Stored data entries:
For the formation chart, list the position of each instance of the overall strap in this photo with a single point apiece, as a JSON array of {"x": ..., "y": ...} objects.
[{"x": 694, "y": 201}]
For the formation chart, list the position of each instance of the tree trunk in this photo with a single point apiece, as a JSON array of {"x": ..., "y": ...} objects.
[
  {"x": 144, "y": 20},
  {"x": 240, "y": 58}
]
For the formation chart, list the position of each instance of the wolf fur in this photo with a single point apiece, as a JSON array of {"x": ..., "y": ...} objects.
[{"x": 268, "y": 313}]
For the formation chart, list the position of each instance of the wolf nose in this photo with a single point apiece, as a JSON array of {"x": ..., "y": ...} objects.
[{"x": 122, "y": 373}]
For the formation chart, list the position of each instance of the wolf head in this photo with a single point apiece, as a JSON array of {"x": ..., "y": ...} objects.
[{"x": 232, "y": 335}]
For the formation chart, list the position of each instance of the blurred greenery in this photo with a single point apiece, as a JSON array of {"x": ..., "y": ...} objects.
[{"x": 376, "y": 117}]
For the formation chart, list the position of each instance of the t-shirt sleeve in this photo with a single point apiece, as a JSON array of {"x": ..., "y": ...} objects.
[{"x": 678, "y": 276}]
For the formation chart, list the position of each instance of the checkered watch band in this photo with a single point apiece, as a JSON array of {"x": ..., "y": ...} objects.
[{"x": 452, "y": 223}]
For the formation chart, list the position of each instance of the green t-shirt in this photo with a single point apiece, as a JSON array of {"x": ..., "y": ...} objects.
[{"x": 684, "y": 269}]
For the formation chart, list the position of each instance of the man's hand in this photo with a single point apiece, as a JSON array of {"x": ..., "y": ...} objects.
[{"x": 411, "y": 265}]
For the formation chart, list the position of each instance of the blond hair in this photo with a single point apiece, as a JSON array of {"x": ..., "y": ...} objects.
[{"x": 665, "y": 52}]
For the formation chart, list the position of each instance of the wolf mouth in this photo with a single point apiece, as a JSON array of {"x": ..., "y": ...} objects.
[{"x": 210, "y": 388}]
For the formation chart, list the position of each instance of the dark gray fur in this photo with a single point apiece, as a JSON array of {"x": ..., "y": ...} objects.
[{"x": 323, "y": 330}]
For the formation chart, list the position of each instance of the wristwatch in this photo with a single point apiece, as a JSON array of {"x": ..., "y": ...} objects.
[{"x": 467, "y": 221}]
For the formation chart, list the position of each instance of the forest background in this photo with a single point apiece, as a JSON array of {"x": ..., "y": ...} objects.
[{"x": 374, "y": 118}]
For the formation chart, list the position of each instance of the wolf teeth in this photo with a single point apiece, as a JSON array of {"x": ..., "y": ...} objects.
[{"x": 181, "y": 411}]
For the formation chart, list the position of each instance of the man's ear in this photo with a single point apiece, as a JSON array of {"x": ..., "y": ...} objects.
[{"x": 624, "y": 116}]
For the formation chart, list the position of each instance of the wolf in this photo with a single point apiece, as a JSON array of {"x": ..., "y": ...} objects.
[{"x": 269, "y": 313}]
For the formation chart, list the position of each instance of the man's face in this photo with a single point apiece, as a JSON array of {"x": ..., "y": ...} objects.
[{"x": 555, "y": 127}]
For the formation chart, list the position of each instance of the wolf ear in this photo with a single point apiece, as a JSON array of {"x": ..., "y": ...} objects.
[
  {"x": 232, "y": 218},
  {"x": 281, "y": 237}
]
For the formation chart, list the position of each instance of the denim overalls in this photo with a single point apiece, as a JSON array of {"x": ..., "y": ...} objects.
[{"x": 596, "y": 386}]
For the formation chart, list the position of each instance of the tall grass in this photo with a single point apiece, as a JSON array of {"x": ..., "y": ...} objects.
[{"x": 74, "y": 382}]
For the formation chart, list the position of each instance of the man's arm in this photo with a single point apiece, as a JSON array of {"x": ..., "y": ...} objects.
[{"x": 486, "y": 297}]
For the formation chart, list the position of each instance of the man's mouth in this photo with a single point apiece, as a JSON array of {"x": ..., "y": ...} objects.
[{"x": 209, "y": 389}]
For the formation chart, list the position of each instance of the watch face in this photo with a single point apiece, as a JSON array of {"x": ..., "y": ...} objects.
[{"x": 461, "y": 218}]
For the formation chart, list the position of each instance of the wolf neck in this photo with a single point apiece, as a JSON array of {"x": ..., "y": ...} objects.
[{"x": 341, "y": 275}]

## WORK REQUEST
Would you print all of the entries exactly as they stand?

## WRITTEN ANSWER
For the formation chart, list the position of each instance of the overall strap in this photo with a single point apiece, as a JSON array of {"x": ..., "y": ...} objects.
[{"x": 694, "y": 201}]
For the formation chart, list the position of each instance of the tree trunk in this photo with a single point apiece, as a JSON array of {"x": ..., "y": ...} objects.
[
  {"x": 144, "y": 20},
  {"x": 240, "y": 58}
]
For the formation chart, list the position of each instance of the wolf fur in this photo with a single point apiece, as a JSON array of {"x": ..., "y": ...} objects.
[{"x": 268, "y": 313}]
For the formation chart, list the position of each instance of the wolf nose in this photo with a single point apiece, as a JSON array of {"x": ..., "y": ...} objects.
[{"x": 122, "y": 373}]
For the formation chart, list the position of each instance of the wolf head in this photo with a single point apiece, as a JSON array of {"x": ..., "y": ...} objects.
[{"x": 232, "y": 335}]
For the formation chart, list the position of each instance of the blurred greenery in this photo with a single point apiece, as a JSON array of {"x": ..., "y": ...} objects.
[{"x": 376, "y": 117}]
For the formation chart, list the position of each instance of the t-shirt sleeve in this photo with a single point apiece, as a JSON array of {"x": ..., "y": ...} objects.
[{"x": 678, "y": 276}]
For the formation chart, list the position of each instance of the checkered watch band in this photo with a single point apiece, as a JSON array of {"x": ..., "y": ...} objects.
[{"x": 452, "y": 223}]
For the formation chart, list the position of each instance of the green t-shirt in this photo with a single point apiece, as a JSON array of {"x": ..., "y": ...} objects.
[{"x": 684, "y": 269}]
For the formation chart, list the position of each instance of the man's hand in this photo with a single point apiece, as a JSON array of {"x": ..., "y": ...} objects.
[{"x": 411, "y": 265}]
For the formation chart, list the position of each instance of the blond hair in this photo with a single point apiece, as a JSON array of {"x": ..., "y": ...} objects.
[{"x": 665, "y": 52}]
For the formation chart, list the position of each instance of the wolf mouth in this photo with a single point apiece, as a JSON array of {"x": ..., "y": ...} objects.
[{"x": 210, "y": 388}]
For the formation chart, list the position of each instance of the dark gray fur in this photo with a single point apiece, as a JSON array of {"x": ..., "y": ...} objects.
[{"x": 323, "y": 330}]
For the formation chart, list the position of each instance of the wristwatch in this photo with a single point apiece, as a JSON array of {"x": ..., "y": ...} objects.
[{"x": 467, "y": 221}]
For the formation chart, list the position of each instance of the forest background in this photo with a single point apiece, as a JSON array of {"x": ..., "y": ...} objects.
[{"x": 374, "y": 118}]
For the formation chart, list the position of each instance of the wolf teeth in this photo with a single point apiece, as a JSON array of {"x": ..., "y": ...} objects.
[{"x": 181, "y": 411}]
For the formation chart, list the position of each instance of the man's ear in this photo with a single point apiece, as a JSON array of {"x": ..., "y": ...} objects.
[{"x": 624, "y": 116}]
For the formation chart, list the position of each instance of the wolf in this photo with a single point apiece, as a JSON array of {"x": ..., "y": ...} objects.
[{"x": 269, "y": 313}]
For the formation chart, list the position of each instance of the man's face in this photo with a single point apiece, as a JSON array of {"x": ..., "y": ...} objects.
[{"x": 555, "y": 127}]
For the formation chart, list the position of each instance of the wolf ear in this photo with a single point apiece, as a JSON array of {"x": ..., "y": ...} objects.
[
  {"x": 232, "y": 218},
  {"x": 281, "y": 237}
]
For the formation chart, list the position of each instance of the denim overalls in this photo with a single point apiece, as a JSON array of {"x": ..., "y": ...} objects.
[{"x": 596, "y": 386}]
For the formation chart, list the position of each instance of the tall grass in this photo with a single point apiece, as a JSON array of {"x": ..., "y": ...} objects.
[{"x": 74, "y": 382}]
For the formation chart, list the position of each instance of the man's arm in this photo with a single point apiece, as a JSON array of {"x": ..., "y": ...} objects.
[{"x": 486, "y": 297}]
For the formation chart, list the position of each instance of the man's mouth in this photo with a single point apiece, as a JSON array of {"x": ..., "y": ...} objects.
[{"x": 209, "y": 389}]
For the formation chart, list the position of each instance of the watch face in this photo with a single point apiece, as a JSON array of {"x": ..., "y": ...} objects.
[{"x": 461, "y": 218}]
For the formation chart, list the position of each instance of the wolf neck in this photo with a single point apiece, as a JSON array of {"x": ..., "y": ...} objects.
[{"x": 341, "y": 275}]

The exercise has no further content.